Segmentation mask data
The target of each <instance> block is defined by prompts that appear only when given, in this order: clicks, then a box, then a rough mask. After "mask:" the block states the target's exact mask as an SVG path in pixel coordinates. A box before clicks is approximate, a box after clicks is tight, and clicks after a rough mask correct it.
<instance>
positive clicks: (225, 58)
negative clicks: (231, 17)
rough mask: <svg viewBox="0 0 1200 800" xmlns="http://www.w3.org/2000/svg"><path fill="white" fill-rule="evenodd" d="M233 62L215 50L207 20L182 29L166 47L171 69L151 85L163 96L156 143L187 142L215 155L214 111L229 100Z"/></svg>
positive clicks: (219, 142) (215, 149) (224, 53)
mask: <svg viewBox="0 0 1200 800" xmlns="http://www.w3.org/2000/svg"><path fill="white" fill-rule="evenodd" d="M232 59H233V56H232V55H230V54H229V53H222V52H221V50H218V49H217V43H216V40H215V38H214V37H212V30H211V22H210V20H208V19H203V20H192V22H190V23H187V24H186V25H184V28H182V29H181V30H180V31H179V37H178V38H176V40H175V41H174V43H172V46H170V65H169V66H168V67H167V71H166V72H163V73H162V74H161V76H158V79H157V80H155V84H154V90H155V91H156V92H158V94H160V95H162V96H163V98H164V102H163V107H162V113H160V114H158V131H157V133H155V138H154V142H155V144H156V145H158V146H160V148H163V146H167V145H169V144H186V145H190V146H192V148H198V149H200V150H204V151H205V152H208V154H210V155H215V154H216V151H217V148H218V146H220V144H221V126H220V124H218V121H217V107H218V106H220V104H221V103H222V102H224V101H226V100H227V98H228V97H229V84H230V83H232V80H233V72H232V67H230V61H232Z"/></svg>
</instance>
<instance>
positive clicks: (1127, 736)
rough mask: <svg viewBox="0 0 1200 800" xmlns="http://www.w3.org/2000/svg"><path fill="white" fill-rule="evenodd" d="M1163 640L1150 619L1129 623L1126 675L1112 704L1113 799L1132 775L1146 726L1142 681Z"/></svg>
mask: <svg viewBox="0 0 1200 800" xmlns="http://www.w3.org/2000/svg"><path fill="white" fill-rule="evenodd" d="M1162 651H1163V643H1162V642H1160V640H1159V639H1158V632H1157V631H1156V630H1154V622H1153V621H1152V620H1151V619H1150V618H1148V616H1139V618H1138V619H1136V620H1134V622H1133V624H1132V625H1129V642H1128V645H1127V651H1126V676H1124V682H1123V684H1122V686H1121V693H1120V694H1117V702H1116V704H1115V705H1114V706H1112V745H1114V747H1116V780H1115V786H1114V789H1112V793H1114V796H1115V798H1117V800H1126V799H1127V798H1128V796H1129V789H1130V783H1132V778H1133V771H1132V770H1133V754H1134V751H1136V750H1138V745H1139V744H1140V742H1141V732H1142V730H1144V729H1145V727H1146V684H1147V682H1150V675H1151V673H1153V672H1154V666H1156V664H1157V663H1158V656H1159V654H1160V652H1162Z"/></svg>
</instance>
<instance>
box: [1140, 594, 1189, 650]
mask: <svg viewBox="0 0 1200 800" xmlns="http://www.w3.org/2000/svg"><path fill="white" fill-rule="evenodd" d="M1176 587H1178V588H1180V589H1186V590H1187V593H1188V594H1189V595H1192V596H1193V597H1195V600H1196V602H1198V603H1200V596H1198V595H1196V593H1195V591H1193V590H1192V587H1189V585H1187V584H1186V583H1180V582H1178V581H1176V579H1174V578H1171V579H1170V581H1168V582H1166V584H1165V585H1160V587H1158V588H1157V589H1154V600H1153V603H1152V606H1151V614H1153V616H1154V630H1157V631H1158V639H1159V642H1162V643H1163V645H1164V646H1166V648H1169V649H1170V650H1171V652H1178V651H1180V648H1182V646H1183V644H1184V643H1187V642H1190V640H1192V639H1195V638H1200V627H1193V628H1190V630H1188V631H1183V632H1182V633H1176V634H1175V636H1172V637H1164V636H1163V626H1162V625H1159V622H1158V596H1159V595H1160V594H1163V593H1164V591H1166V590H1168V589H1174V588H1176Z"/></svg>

■ **EXERCISE DESCRIPTION**
Can you convert every line of the segmentation mask data above into a numbered list, leaving out any blank lines?

■ **EXPECTED OUTPUT**
1. The target of each <instance> block is defined by prompts that appear only when given, in this order: clicks, then a box, then a rough mask. After "mask:" the block states the target's exact mask as an SVG path in pixel coordinates. A box before clicks is approximate, a box after clicks is tight, and clicks after a rough mask correct it.
2. <instance>
3. positive clicks: (225, 58)
4. negative clicks: (231, 17)
5. rough mask: <svg viewBox="0 0 1200 800" xmlns="http://www.w3.org/2000/svg"><path fill="white" fill-rule="evenodd" d="M233 62L215 50L207 20L182 29L166 47L171 69L151 85L163 96L156 143L187 142L215 155L214 111L229 100Z"/></svg>
6. positive clicks: (219, 142) (215, 149) (224, 53)
7. mask: <svg viewBox="0 0 1200 800" xmlns="http://www.w3.org/2000/svg"><path fill="white" fill-rule="evenodd" d="M232 59H233V56H232V55H230V54H229V53H222V52H221V50H218V49H217V43H216V40H215V38H214V37H212V30H211V22H210V20H208V19H203V20H192V22H190V23H187V24H186V25H184V28H182V29H181V30H180V31H179V37H178V38H176V40H175V41H174V43H172V46H170V65H169V66H168V67H167V71H166V72H163V73H162V74H161V76H158V79H157V80H155V84H154V90H155V91H156V92H158V94H160V95H162V96H163V98H164V102H163V107H162V113H160V114H158V131H157V133H155V138H154V142H155V144H156V145H158V146H160V148H163V146H167V145H169V144H186V145H190V146H192V148H198V149H200V150H204V151H205V152H208V154H210V155H215V154H216V151H217V148H218V146H220V144H221V126H220V124H218V121H217V107H218V106H220V104H221V103H222V102H224V101H226V100H227V98H228V97H229V84H230V83H232V80H233V72H232V67H230V61H232Z"/></svg>
8. </instance>
9. <instance>
10. positive clicks: (1127, 736)
11. rough mask: <svg viewBox="0 0 1200 800" xmlns="http://www.w3.org/2000/svg"><path fill="white" fill-rule="evenodd" d="M1163 640L1150 619L1129 623L1126 675L1112 704L1113 799L1132 775L1146 726L1142 681Z"/></svg>
12. mask: <svg viewBox="0 0 1200 800" xmlns="http://www.w3.org/2000/svg"><path fill="white" fill-rule="evenodd" d="M1162 651H1163V643H1162V642H1160V640H1159V639H1158V632H1157V631H1156V630H1154V622H1153V621H1152V620H1151V619H1150V618H1148V616H1139V618H1138V619H1136V620H1134V622H1133V624H1132V625H1129V642H1128V645H1127V651H1126V676H1124V682H1123V684H1122V686H1121V693H1120V694H1117V702H1116V704H1115V705H1114V706H1112V745H1114V747H1116V780H1115V786H1114V789H1112V793H1114V796H1115V798H1117V800H1126V799H1127V798H1128V796H1129V789H1130V783H1132V778H1133V771H1132V770H1133V754H1134V751H1136V750H1138V745H1139V744H1140V742H1141V732H1142V730H1144V729H1145V727H1146V684H1147V682H1150V675H1151V673H1153V672H1154V666H1156V664H1157V663H1158V656H1159V654H1160V652H1162Z"/></svg>
13. </instance>
14. <instance>
15. box: [1140, 594, 1189, 650]
16. mask: <svg viewBox="0 0 1200 800" xmlns="http://www.w3.org/2000/svg"><path fill="white" fill-rule="evenodd" d="M1176 587H1178V588H1180V589H1186V590H1187V593H1188V594H1189V595H1192V596H1193V597H1195V600H1196V602H1198V603H1200V596H1198V595H1196V593H1195V591H1193V590H1192V587H1189V585H1187V584H1186V583H1180V582H1178V581H1176V579H1174V578H1171V579H1170V581H1168V582H1166V584H1165V585H1160V587H1158V588H1157V589H1154V600H1153V603H1152V606H1151V614H1153V616H1154V630H1157V631H1158V639H1159V642H1162V643H1163V645H1164V646H1166V648H1169V649H1170V650H1171V652H1178V651H1180V648H1182V646H1183V644H1184V643H1187V642H1190V640H1192V639H1195V638H1200V627H1193V628H1190V630H1188V631H1183V632H1182V633H1176V634H1175V636H1172V637H1164V636H1163V626H1162V625H1159V622H1158V596H1159V595H1160V594H1163V593H1164V591H1166V590H1168V589H1174V588H1176Z"/></svg>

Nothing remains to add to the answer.